**INFORMATION PROVIDED**

◇ ◇ ◇ ◇

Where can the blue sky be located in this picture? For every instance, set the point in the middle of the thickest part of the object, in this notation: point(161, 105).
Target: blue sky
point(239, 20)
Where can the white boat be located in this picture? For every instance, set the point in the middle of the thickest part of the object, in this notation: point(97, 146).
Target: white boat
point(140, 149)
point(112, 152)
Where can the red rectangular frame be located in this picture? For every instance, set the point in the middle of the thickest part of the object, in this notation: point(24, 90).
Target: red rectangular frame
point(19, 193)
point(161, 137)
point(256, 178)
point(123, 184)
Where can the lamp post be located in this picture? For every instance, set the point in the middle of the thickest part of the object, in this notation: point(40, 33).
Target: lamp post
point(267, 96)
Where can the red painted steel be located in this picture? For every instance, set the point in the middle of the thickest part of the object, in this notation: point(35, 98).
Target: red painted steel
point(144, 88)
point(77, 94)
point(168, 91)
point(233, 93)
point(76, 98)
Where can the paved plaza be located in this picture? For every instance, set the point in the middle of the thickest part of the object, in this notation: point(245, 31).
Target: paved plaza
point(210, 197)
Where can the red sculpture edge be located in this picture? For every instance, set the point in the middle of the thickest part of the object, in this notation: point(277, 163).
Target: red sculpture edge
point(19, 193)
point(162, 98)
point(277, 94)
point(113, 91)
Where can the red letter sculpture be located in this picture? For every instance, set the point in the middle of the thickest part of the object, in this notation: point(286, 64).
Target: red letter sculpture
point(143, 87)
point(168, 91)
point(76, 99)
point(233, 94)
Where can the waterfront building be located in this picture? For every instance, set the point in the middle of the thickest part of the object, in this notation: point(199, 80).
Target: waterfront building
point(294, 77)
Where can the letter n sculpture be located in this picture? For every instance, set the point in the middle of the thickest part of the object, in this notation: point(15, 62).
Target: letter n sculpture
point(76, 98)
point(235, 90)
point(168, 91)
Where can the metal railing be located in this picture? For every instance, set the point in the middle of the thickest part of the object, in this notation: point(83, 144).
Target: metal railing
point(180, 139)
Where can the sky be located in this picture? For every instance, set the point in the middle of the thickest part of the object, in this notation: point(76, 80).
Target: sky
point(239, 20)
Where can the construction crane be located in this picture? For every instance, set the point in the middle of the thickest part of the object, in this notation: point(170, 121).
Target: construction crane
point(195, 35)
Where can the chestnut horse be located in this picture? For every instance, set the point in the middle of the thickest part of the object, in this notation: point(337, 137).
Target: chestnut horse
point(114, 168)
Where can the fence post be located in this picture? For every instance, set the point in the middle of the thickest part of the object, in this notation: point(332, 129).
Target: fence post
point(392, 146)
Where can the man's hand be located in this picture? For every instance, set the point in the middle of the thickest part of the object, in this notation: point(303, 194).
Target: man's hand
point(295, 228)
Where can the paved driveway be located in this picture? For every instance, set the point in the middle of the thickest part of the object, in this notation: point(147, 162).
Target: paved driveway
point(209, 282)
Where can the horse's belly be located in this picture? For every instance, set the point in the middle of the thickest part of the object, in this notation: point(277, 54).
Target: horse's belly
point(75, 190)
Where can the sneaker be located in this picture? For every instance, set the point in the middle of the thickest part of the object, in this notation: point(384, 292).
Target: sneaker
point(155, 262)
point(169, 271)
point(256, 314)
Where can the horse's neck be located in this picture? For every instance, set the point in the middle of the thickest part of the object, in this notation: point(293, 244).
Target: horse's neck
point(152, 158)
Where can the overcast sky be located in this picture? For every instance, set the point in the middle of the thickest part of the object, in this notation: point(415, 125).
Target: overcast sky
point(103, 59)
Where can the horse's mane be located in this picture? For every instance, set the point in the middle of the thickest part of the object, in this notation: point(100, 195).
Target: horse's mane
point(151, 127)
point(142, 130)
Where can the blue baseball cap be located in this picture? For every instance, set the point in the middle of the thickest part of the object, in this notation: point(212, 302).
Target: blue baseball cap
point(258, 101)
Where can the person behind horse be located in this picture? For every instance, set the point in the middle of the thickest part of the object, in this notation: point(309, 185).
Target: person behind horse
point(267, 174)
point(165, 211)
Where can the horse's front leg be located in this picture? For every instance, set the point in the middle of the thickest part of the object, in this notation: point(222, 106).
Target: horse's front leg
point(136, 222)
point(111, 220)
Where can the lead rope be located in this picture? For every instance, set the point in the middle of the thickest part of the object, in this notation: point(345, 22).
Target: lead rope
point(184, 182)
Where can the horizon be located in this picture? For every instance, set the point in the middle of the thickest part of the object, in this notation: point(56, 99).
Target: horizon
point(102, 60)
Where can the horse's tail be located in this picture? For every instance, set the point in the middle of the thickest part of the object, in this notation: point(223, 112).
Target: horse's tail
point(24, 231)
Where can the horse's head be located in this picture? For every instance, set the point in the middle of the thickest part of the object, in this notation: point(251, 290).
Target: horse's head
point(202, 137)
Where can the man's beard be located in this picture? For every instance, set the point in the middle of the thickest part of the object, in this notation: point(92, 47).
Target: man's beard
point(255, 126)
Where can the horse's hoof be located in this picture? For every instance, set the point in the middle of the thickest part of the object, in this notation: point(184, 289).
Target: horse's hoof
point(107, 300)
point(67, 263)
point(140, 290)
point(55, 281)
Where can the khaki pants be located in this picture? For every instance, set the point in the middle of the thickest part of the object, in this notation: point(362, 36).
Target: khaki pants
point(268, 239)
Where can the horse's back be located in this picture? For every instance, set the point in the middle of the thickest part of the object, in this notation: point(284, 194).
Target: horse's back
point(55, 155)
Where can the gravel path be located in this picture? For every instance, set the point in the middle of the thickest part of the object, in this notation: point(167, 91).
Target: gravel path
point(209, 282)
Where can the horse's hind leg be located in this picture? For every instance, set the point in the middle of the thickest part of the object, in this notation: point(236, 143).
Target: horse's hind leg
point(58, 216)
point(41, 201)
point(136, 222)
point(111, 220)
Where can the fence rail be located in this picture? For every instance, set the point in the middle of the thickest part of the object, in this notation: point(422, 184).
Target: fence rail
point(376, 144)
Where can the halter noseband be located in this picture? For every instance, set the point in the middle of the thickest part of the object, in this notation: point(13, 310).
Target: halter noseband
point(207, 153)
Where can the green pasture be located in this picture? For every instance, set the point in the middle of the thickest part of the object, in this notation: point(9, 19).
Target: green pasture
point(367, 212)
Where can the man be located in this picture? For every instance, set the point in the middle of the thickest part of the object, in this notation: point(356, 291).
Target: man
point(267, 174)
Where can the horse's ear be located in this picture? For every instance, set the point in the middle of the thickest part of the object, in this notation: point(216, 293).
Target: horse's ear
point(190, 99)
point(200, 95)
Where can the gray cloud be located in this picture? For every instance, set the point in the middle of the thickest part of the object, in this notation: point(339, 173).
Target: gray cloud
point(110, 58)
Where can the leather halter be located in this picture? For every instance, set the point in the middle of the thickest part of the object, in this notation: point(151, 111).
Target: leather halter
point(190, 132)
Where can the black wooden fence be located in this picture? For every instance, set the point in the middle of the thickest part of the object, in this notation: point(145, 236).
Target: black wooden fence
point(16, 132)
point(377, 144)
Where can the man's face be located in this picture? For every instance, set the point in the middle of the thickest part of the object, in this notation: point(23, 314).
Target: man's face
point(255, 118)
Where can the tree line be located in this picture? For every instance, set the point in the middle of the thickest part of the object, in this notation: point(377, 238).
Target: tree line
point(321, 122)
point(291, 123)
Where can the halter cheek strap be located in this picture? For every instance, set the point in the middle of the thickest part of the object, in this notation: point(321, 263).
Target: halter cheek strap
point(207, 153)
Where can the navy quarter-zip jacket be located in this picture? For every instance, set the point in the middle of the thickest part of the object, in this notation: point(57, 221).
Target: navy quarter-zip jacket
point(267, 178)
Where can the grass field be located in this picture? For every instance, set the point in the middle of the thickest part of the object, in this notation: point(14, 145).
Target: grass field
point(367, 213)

◇ ◇ ◇ ◇

**ASSIGNED TASK**
Find the line with "Target: navy quarter-zip jacket" in the listing above, then write out that line and each remaining line exactly, with no other text.

**TASK RESPONSE**
Target: navy quarter-zip jacket
point(267, 178)
Where can the grass field be located in this picture? For every instance, set the point in the middle of the thickest part of the object, in this notation: point(14, 145).
Target: grass field
point(367, 213)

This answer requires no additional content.